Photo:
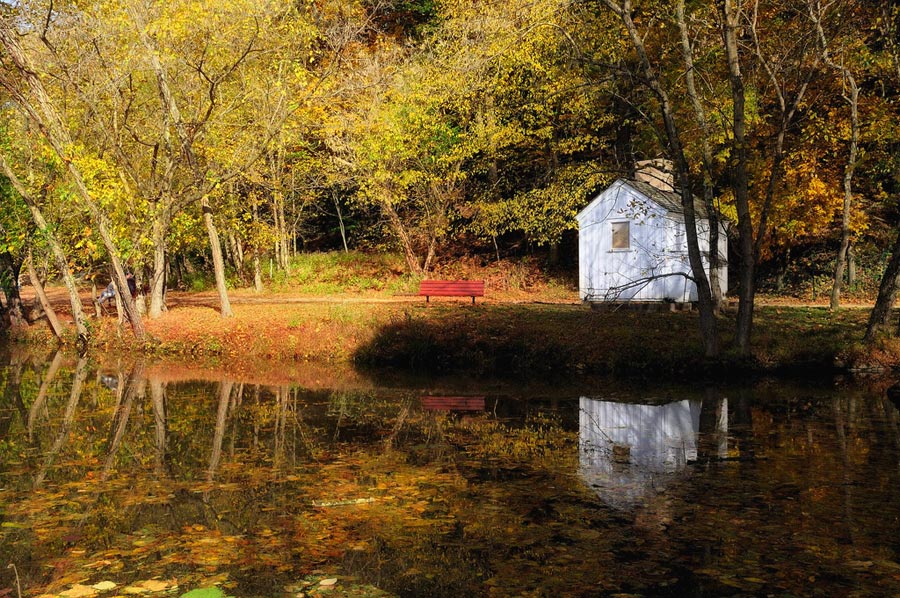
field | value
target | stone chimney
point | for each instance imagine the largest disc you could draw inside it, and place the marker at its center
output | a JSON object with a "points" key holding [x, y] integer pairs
{"points": [[656, 173]]}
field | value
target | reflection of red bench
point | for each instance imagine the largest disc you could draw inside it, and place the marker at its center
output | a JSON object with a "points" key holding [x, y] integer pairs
{"points": [[451, 288], [453, 403]]}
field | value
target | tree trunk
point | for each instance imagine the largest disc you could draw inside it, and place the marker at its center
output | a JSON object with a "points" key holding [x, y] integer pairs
{"points": [[740, 181], [42, 111], [708, 191], [158, 282], [59, 255], [879, 317], [708, 323], [55, 326], [181, 128], [218, 261], [849, 83]]}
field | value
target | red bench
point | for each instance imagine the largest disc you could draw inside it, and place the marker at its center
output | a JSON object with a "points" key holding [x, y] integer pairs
{"points": [[451, 288]]}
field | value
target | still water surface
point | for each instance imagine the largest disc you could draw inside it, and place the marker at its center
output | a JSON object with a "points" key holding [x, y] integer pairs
{"points": [[163, 483]]}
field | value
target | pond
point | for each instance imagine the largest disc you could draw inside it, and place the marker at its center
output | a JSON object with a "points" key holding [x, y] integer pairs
{"points": [[159, 481]]}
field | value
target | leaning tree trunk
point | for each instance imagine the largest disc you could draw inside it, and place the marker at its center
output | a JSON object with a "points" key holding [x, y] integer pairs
{"points": [[59, 255], [158, 282], [879, 317], [215, 247], [740, 184], [708, 324], [55, 326], [708, 191], [36, 102]]}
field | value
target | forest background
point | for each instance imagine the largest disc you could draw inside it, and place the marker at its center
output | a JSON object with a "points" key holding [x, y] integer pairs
{"points": [[195, 141]]}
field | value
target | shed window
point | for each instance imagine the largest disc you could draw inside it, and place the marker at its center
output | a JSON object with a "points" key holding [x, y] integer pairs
{"points": [[621, 235]]}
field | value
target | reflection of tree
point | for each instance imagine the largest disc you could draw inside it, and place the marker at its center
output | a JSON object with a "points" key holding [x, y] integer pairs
{"points": [[713, 443], [215, 457], [158, 398], [78, 379], [126, 391], [40, 401], [12, 395]]}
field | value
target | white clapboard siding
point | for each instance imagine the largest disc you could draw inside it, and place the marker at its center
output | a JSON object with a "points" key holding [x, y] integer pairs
{"points": [[657, 246]]}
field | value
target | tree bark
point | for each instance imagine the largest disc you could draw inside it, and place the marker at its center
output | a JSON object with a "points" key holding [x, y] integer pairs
{"points": [[58, 254], [44, 114], [848, 80], [55, 326], [185, 139], [158, 282], [708, 191], [218, 261], [740, 180], [879, 317]]}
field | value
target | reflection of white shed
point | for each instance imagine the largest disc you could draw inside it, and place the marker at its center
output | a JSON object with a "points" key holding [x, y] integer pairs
{"points": [[629, 452], [632, 246]]}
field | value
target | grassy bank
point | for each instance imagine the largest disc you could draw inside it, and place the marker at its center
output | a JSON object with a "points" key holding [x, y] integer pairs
{"points": [[533, 339], [352, 309]]}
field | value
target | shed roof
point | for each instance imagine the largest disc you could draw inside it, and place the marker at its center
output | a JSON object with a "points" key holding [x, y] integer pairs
{"points": [[669, 200]]}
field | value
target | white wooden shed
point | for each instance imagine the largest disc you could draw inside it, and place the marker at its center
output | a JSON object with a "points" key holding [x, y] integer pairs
{"points": [[632, 245]]}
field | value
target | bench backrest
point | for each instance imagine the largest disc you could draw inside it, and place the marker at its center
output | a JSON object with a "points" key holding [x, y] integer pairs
{"points": [[452, 288]]}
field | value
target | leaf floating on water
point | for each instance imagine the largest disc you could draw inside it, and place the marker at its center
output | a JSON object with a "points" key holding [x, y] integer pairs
{"points": [[205, 593], [155, 585], [79, 591]]}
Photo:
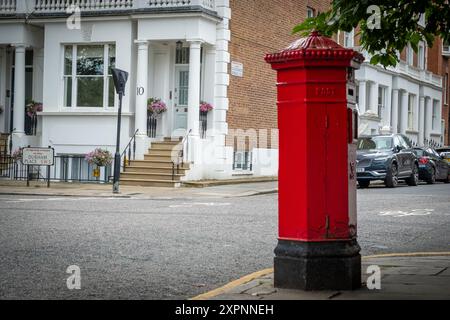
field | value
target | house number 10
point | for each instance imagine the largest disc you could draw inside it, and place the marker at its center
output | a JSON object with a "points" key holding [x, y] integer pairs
{"points": [[140, 91]]}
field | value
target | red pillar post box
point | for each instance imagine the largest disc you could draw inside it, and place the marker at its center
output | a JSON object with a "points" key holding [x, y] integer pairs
{"points": [[317, 248]]}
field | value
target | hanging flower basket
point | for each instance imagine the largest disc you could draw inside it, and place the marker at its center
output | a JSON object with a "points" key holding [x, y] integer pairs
{"points": [[17, 155], [156, 106], [100, 158], [33, 108], [205, 107]]}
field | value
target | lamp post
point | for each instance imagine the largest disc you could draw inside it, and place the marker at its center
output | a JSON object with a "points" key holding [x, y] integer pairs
{"points": [[120, 78]]}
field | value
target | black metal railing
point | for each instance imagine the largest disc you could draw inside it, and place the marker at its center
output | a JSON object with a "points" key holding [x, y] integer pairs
{"points": [[203, 124], [182, 155], [66, 168], [152, 125], [31, 125], [129, 153], [243, 160]]}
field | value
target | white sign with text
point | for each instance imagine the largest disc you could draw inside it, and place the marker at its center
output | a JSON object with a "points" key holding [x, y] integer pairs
{"points": [[38, 156]]}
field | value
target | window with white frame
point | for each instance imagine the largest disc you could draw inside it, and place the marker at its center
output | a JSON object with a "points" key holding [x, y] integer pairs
{"points": [[242, 161], [411, 102], [310, 12], [409, 55], [381, 100], [421, 56], [349, 39], [445, 88], [88, 79], [435, 119]]}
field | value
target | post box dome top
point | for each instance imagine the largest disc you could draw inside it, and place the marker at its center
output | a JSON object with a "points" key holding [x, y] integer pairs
{"points": [[314, 46]]}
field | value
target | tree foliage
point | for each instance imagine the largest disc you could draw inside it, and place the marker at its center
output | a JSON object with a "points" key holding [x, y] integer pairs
{"points": [[386, 27]]}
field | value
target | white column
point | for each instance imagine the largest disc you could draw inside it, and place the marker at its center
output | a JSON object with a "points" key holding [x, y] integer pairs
{"points": [[142, 87], [19, 91], [374, 98], [141, 99], [421, 126], [394, 111], [3, 116], [194, 87], [387, 111], [362, 104], [209, 85], [428, 117], [404, 113], [38, 74]]}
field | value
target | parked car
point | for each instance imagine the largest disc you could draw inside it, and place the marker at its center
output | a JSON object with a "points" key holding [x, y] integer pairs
{"points": [[389, 158], [432, 167], [445, 153]]}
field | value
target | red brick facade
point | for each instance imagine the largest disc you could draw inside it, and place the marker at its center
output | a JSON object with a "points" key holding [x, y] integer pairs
{"points": [[259, 27]]}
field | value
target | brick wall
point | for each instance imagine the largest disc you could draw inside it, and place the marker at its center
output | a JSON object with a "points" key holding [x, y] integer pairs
{"points": [[259, 27]]}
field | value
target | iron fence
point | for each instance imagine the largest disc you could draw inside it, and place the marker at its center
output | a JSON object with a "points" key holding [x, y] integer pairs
{"points": [[152, 125], [203, 124], [66, 168]]}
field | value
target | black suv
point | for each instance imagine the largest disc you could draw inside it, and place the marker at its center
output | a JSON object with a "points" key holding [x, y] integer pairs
{"points": [[389, 158]]}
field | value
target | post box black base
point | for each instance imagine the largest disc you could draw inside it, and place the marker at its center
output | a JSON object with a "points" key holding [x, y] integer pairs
{"points": [[318, 266]]}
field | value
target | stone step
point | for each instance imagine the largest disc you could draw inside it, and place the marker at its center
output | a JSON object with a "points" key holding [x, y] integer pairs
{"points": [[153, 164], [151, 176], [166, 146], [167, 158], [139, 169], [164, 153], [150, 183], [178, 140]]}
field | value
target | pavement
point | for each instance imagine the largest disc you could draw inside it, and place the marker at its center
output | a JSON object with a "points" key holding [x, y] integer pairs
{"points": [[178, 244], [421, 276], [242, 188]]}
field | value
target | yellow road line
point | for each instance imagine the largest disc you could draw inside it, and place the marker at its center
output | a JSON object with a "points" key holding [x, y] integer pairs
{"points": [[233, 284], [262, 273], [413, 254]]}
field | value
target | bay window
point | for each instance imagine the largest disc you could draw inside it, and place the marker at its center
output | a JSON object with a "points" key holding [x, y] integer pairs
{"points": [[87, 76]]}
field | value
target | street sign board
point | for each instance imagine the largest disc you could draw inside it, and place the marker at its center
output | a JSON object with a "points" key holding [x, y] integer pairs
{"points": [[38, 156]]}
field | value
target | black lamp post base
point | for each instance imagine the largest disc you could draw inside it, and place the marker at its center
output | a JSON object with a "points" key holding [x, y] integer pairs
{"points": [[312, 266]]}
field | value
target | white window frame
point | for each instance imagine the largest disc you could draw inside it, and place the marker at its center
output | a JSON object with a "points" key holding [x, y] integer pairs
{"points": [[421, 56], [409, 55], [411, 104], [74, 76], [349, 39], [382, 99], [435, 115], [445, 87]]}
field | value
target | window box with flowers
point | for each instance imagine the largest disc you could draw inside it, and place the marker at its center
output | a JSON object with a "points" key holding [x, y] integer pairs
{"points": [[205, 108], [155, 108], [99, 158], [32, 108]]}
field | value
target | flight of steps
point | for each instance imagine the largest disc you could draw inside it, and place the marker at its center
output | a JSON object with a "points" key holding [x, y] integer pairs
{"points": [[3, 149], [156, 168]]}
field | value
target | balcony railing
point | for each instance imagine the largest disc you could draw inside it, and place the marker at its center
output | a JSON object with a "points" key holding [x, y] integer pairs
{"points": [[9, 7]]}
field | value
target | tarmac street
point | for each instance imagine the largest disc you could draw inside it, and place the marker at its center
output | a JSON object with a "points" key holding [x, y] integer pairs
{"points": [[177, 247]]}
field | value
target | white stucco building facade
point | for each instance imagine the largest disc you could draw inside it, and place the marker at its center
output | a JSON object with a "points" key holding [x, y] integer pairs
{"points": [[404, 99], [176, 51]]}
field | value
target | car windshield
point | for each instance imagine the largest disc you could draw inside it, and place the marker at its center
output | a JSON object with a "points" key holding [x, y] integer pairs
{"points": [[375, 143], [419, 152]]}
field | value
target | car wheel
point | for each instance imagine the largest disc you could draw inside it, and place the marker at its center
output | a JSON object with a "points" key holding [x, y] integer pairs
{"points": [[413, 180], [364, 184], [392, 177], [432, 178]]}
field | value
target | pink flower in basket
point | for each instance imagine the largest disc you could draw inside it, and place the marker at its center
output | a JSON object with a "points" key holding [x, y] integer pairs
{"points": [[156, 106], [33, 108], [206, 107], [99, 157]]}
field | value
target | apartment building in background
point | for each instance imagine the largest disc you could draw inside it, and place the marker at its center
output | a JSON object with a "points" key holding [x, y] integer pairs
{"points": [[184, 52]]}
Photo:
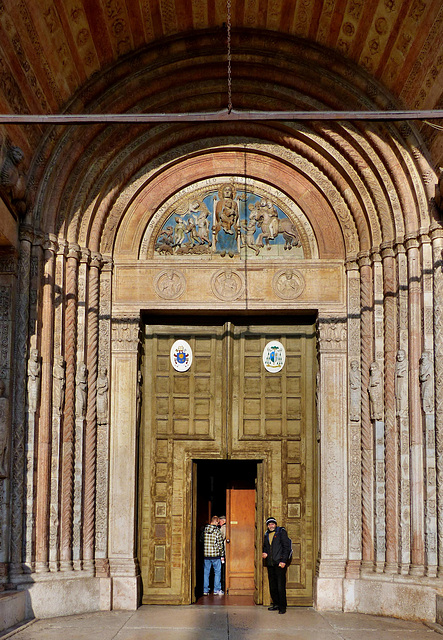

--------

- TASK OBJECTIVE
Count the lines of the records that contain the string "lamp", treating uppercase and lowercase as distinct, and reply with only the number.

- EXPECTED ANSWER
2